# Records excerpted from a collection
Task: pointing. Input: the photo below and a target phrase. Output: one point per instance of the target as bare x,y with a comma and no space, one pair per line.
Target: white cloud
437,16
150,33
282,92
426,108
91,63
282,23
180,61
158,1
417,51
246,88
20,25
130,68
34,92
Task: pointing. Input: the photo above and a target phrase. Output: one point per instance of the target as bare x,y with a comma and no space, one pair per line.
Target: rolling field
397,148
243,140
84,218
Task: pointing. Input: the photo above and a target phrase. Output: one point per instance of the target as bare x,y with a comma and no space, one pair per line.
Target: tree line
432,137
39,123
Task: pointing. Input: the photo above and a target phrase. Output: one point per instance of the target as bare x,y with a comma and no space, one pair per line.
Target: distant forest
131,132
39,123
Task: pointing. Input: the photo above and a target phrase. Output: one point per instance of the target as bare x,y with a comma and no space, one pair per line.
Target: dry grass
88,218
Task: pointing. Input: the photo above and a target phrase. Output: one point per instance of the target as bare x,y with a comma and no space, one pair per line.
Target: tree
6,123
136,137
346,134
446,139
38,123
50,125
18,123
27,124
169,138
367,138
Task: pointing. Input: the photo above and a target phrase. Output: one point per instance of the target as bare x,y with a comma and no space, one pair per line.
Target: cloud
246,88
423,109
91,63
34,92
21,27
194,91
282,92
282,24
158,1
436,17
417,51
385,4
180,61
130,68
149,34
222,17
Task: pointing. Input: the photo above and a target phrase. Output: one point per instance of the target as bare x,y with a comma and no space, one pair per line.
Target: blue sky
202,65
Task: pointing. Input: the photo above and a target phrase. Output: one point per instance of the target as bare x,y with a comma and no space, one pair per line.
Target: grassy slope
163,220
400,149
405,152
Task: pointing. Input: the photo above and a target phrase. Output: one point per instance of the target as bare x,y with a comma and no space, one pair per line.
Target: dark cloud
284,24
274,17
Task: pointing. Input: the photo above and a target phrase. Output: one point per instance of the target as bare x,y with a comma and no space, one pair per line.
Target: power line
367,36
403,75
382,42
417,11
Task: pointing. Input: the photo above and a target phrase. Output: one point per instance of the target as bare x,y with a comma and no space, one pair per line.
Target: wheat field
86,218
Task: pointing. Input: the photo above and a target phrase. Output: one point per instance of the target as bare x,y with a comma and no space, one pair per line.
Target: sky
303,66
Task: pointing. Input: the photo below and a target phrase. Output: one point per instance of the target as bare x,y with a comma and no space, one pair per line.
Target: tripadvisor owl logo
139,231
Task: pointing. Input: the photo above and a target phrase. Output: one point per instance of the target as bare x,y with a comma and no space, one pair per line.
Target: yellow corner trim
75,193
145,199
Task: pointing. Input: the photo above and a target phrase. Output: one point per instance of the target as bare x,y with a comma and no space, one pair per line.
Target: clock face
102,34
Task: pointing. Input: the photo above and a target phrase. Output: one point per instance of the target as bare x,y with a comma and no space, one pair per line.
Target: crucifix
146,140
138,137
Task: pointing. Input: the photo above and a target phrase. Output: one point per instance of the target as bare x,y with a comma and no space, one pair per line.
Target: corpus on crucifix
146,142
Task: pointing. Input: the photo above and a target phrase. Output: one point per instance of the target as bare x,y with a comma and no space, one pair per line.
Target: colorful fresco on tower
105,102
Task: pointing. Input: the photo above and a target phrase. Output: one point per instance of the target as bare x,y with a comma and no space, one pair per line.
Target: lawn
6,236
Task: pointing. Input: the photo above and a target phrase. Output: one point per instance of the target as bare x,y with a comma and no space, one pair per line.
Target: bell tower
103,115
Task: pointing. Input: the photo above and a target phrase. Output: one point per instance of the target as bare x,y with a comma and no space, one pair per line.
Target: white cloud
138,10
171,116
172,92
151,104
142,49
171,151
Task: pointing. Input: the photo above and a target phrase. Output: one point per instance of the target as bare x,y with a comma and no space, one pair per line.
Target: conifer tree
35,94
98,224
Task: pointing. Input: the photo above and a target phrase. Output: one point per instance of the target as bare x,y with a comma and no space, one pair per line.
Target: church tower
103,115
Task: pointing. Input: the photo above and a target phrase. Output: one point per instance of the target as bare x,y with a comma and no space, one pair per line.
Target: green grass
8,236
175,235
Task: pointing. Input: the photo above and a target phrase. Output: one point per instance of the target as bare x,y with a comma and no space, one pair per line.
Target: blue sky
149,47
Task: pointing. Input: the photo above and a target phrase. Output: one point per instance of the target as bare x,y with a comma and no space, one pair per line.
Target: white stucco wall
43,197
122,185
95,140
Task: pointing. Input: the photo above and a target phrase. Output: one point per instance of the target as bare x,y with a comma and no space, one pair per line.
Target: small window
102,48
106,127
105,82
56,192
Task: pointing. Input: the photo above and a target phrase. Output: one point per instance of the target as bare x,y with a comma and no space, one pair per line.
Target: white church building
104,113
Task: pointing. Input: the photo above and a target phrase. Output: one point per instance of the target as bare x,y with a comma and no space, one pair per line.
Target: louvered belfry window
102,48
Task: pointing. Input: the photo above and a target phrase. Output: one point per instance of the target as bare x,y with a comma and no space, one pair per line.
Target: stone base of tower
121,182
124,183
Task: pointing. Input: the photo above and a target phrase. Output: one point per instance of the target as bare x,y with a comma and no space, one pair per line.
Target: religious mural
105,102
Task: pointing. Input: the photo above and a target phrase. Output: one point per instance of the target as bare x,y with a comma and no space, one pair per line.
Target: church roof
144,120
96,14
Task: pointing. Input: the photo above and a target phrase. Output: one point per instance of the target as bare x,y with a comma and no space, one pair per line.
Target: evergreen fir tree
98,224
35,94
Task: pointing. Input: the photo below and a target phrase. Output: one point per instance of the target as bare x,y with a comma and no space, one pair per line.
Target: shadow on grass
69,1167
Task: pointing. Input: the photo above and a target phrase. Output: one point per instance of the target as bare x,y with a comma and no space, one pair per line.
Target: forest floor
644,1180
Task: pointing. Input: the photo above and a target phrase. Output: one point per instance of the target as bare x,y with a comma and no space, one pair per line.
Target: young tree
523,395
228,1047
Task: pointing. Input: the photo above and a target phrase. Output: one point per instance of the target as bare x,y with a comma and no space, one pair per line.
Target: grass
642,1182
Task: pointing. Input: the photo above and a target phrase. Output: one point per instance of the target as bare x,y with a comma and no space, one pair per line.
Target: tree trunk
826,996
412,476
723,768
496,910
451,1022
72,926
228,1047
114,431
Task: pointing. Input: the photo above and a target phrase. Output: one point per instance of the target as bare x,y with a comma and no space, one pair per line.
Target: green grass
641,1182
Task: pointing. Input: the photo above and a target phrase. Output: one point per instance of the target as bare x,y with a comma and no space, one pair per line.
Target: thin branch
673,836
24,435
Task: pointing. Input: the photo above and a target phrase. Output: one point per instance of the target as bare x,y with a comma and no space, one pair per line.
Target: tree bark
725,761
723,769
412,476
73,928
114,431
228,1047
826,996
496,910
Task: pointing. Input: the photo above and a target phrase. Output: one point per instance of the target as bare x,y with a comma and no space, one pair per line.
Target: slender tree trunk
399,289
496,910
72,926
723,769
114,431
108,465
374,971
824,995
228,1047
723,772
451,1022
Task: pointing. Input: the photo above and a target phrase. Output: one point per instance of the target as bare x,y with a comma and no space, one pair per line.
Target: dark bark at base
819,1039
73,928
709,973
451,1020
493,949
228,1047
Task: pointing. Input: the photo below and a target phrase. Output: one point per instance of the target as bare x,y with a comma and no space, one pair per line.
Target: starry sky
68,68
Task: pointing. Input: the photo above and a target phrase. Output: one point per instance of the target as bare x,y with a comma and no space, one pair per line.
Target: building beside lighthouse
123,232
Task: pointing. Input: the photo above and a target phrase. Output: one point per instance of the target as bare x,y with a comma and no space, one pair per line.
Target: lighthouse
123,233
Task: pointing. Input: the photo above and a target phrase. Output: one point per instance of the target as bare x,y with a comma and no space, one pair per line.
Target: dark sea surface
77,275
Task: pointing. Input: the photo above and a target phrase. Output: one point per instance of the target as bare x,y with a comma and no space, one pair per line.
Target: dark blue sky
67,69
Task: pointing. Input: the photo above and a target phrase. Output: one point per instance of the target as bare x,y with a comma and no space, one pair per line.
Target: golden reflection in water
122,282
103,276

# EXERCISE OBJECTIVE
Set down only the lines running from the line with "Target: dark bark at base" to the end of the entries above, both included, exactly as they stand.

# TASK RESPONSE
Target: dark bark at base
819,1039
73,928
709,973
451,1020
493,949
228,1047
Task: pointing. Input: the photo below and a target phrase. Output: one point per instance of the target as bare x,y with a comma and no space, one pair per line.
Target: starry sky
68,68
Task: pointing. Input: the photo above and a target phrase. Output: one point per instance of the target as bare x,y with a comma and no space, one pair per line.
Target: building beside lighthouse
123,232
Task: pointing. Input: the photo above and a target phrase. Output: one point per instance of the target as bare x,y with a comma and no space, one pair per line.
Target: lighthouse
123,233
Task: pointing. Input: the photo above and a target phrase. Output: one point per instance of the target as bare x,y with a comma and no space, one pair per line.
Target: dark sea surface
77,275
Task: pointing. Input: the photo above and a target phrase. Output: one point per instance of the target as bare x,y with a comma and no space, one pair per line.
Target: dark blue sky
67,69
Task: pointing. Input: the photo above and a target phrase. Output: one point per instance of the target as bare x,y with a comma and no space, one pair per line.
Target: golden reflection in water
122,282
103,276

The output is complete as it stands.